*** Passage provided

Now 26 and studying for his masters in sports psychology at Brunel University, the Jamaican prop/centre did not take to rugby until he was 19, having spent the previous few years being trained as a 400-metre runner by former 1992 Olympic gold medal winner, Dennis Mitchell. Fessal decided not to pursue athletics once he returned to England, concerned that without the presence of a coach of Mitchell’s quality, he would struggle to make it to the top of the sport.

After signing up for a sports science course at Warwickshire College, Fessal decided to make his transition to an immersive team game. At 6ft 5in, 116kg and with the pace of a trained sprinter, the teenage Fessal made for an imposing presence on the wing and was shortly picked up on as an emerging talent, fast-tracked to the county set-up with less than a season under his belt.

However, after a few seasons at Henley Hawks, he fell out of love for the 15-man game and was introduced to the seven-man code.

******
*** Recorded information

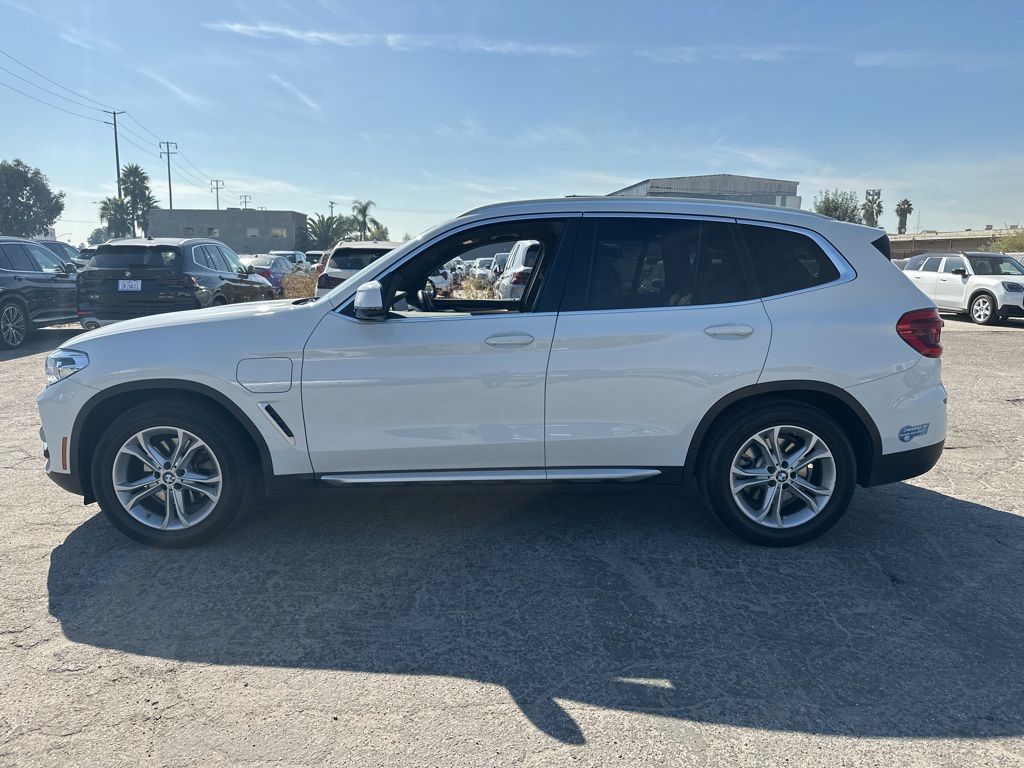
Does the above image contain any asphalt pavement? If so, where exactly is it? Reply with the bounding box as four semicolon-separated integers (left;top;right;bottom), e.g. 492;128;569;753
0;317;1024;768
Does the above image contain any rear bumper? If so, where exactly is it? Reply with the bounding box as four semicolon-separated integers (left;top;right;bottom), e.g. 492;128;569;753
863;440;945;487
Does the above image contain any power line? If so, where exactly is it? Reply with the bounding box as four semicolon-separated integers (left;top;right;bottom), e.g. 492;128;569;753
0;67;105;112
121;133;160;160
0;78;110;125
125;112;160;141
179;153;210;184
0;49;114;110
118;124;153;146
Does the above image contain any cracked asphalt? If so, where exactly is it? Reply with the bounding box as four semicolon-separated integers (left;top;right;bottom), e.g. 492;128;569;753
0;318;1024;768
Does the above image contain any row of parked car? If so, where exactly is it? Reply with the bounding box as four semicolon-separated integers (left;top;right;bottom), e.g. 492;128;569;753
893;251;1024;326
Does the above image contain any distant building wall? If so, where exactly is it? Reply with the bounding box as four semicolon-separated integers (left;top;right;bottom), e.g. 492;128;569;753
889;228;1020;259
148;208;306;253
611;173;801;208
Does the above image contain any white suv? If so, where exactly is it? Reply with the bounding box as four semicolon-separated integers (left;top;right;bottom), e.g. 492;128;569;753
39;198;946;547
903;251;1024;326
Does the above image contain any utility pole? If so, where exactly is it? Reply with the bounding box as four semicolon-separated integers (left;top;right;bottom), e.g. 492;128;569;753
210;178;224;211
103;110;125;200
160;141;178;211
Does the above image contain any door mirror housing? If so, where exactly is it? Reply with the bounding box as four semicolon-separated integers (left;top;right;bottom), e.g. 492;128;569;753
353;280;387;322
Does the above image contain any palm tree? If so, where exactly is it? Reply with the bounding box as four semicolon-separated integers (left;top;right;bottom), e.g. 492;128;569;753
121;163;157;234
306;213;354;250
896;198;913;234
367;221;390;240
352;200;380;240
99;198;134;238
860;189;882;226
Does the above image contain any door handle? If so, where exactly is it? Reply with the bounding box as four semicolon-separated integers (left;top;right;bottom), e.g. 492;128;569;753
483;334;534;347
705;324;754;339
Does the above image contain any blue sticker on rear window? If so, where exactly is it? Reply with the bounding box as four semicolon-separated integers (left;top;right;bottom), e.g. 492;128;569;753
899;422;931;442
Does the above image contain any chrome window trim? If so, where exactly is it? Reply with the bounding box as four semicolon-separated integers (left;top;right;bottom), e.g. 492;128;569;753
324;211;584;323
741;219;857;306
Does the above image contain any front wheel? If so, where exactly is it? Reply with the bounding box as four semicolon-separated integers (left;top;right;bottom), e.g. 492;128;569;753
92;401;255;547
971;293;997;326
699;402;857;547
0;301;29;349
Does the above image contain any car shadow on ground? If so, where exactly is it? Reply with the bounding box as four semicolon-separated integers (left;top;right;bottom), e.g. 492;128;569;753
48;483;1024;743
0;326;82;362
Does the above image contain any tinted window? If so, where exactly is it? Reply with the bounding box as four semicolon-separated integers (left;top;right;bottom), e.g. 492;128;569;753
201;246;231;272
741;224;839;296
0;243;39;272
24;244;63;274
214;246;242;272
968;256;1024;275
586;218;700;309
91;246;181;269
693;221;753;304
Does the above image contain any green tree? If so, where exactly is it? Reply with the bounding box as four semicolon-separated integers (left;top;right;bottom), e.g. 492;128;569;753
0;160;65;238
896;198;913;234
367;221;390;240
99;198;134;238
860;189;882;226
306;213;354;250
814;189;860;224
121;163;158;234
352;200;380;240
982;229;1024;253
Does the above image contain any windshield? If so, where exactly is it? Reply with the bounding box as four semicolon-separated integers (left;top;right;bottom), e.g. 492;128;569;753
328;249;388;269
89;246;181;269
967;255;1024;274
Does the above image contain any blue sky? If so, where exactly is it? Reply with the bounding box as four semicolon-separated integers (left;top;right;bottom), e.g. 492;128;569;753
0;0;1024;243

******

• Written instruction: Extend the passage about Fessal's path from athletics to rugby, picking up after its last sentence.

• Result for this exercise:
“I joined when they (Henley) were relegated to National Two.” He says. “I think that’s around the time I stopped enjoying playing 15s. Then the coach asked if I had tried sevens, and ever since then, I can’t not play it. I just love playing sevens.

“I started playing properly with Apache Sevens, in Maidenhead,” he continues. “The coach there, Adam Hurst, is a phenomenal coach. He knows what he’s talking about and for where I was at the time with my rugby, he knew what to say and how to push me to get the best out of me. I think that’s where it really started to pick up.

“I still play for them whenever I’m not playing for Jamaica. I love that club, it’s amazing. I just have the best fun.”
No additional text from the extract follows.